# TEXTO EXTRAÍDO:
---*---
La novela-problema.

Después de la Primera Guerra Mundial, la novela criminal
sufre su primera gran transformación al avistar una meta concreta y unos fines
determinados. Es entonces cuando la novela policiaca se despoja de toda perspectiva literaria y se lanza desesperadamente al juego de adivinanzas. El
género policiaco abandona toda aspiración artística para convertirse en
ciencia, en un juego de ingenio con miras exclusivamente científicas. La
fantasía puede tener una leve participación en el planteamiento del problema,
pero el resto ha de someterse a unas rígidas normas enunciadas concretamente
por más de uno de los escritores del género.
Se pretende con ello depurar el género... La uniformidad
y la monotonía se apoderan de la novela criminal. No se exige entonces al
detective rango alguno de heroísmo, sólo que sea [tan] inteligente... como para
resolver por sí mismo los rompecabezas que se le ponen delante.
Salvador Vázquez de Parga, Los mitos de la novela criminal,
Planeta, Barcelona, 1981. página 114
Aparece
la noción de «juego limpio»; es decir, el lector debe disponer de tantos datos
como el detective. La novela es un campo donde se van colocando jalones e hitos
que también el lector debe conocer. Al final, acompañará al detective (o si es
un lector avispado, lo adelantará) en sus razonamientos. Ellery Queen, por
ejemplo, gusta de colocar en la parte final de sus novelas un «Reto al lector»,
donde le invita a averiguar la solución del enigma antes que el detective,
puesto que todas las pistas ya han aparecido. Es esta una costumbre que va a
ser imitada por otros autores como el belga S. A. Steeman en El asesino vive
en el 21 (1939), por ejemplo.
---*---
# DATOS MOSTRADOS:
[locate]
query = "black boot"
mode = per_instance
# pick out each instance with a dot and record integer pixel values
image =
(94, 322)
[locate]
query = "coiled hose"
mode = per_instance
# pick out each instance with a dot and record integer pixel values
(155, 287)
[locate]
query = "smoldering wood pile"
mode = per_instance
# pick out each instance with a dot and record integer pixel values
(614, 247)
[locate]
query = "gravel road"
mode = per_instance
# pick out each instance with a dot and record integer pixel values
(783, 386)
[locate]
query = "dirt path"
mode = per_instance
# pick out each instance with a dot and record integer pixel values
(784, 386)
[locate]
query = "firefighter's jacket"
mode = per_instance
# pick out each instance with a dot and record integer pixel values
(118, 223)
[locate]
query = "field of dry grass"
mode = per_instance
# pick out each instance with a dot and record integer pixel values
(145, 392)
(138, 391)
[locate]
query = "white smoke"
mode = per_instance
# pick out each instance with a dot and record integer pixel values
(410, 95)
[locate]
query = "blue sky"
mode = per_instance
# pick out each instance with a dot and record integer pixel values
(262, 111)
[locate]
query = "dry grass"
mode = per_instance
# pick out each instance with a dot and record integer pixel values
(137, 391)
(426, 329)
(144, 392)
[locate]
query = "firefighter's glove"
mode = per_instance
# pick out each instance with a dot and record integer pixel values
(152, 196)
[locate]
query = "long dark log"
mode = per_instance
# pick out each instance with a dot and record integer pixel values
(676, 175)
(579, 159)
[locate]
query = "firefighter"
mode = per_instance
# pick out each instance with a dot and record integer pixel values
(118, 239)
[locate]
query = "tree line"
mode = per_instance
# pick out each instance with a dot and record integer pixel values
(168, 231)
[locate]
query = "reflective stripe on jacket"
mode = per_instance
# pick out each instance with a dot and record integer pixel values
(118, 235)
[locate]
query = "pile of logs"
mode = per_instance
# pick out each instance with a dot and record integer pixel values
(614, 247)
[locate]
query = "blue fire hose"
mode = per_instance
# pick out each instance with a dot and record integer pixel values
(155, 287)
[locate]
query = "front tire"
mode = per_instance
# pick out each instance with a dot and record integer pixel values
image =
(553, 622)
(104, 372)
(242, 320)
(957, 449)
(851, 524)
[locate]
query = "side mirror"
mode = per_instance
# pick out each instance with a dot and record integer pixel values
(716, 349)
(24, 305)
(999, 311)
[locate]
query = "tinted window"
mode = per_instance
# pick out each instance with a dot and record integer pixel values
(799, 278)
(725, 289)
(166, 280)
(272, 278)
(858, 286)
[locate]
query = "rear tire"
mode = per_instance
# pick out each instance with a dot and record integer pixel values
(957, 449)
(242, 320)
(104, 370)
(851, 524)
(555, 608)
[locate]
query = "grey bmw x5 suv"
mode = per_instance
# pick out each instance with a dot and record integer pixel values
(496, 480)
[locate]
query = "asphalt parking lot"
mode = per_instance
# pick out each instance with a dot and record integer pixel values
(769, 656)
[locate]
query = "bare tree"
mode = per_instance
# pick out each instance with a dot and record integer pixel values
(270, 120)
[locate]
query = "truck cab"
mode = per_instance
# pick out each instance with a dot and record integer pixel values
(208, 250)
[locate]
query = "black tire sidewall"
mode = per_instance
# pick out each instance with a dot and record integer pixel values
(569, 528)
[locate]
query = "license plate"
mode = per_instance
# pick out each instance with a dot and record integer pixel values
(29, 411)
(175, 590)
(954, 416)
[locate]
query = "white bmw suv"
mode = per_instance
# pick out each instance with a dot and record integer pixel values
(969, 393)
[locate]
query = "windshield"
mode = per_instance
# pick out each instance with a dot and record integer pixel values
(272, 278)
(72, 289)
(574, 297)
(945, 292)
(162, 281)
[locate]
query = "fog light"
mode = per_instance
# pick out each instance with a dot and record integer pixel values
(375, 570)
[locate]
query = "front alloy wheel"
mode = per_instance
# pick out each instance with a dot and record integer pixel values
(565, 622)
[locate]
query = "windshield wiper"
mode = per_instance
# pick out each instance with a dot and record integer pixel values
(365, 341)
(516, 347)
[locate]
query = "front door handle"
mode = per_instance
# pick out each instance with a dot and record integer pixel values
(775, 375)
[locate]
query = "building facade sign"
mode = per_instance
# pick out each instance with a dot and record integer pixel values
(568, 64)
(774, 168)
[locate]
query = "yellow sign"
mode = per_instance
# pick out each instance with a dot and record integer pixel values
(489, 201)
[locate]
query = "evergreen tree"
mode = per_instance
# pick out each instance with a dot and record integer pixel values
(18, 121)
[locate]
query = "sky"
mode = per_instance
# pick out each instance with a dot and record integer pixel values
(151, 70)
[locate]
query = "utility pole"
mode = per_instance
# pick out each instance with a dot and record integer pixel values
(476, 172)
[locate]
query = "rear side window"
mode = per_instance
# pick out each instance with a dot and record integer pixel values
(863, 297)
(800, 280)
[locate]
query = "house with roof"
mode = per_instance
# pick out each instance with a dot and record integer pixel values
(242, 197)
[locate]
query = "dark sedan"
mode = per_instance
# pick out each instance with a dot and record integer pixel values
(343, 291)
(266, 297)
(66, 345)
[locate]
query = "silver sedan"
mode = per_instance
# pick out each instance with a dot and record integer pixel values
---*---
# REQUISITOS DE LAS TAREAS:
a: Enumera todas las personas que el texto sobre la novela-problema menciona por su nombre.
b: Responde según el texto sobre la novela-problema:
(i) ¿Después de qué acontecimiento sufre la novela criminal su primera gran transformación?
(ii) ¿Qué suele colocar Ellery Queen en la parte final de sus novelas?
(iii) ¿En qué año se publicó El asesino vive en el 21?
c: Reproduce el tramo del texto sobre la novela-problema que va desde "Se pretende con" hasta "le ponen delante.".

# SOLUCIONES COMPLETAS:
a:
- Salvador Vázquez de Parga
- Ellery Queen
- S. A. Steeman

b:
(i) Después de la Primera Guerra Mundial.
(ii) Un «Reto al lector».
(iii) En 1939.

c:
Se pretende con ello depurar el género... La uniformidad
y la monotonía se apoderan de la novela criminal. No se exige entonces al
detective rango alguno de heroísmo, sólo que sea [tan] inteligente... como para
resolver por sí mismo los rompecabezas que se le ponen delante.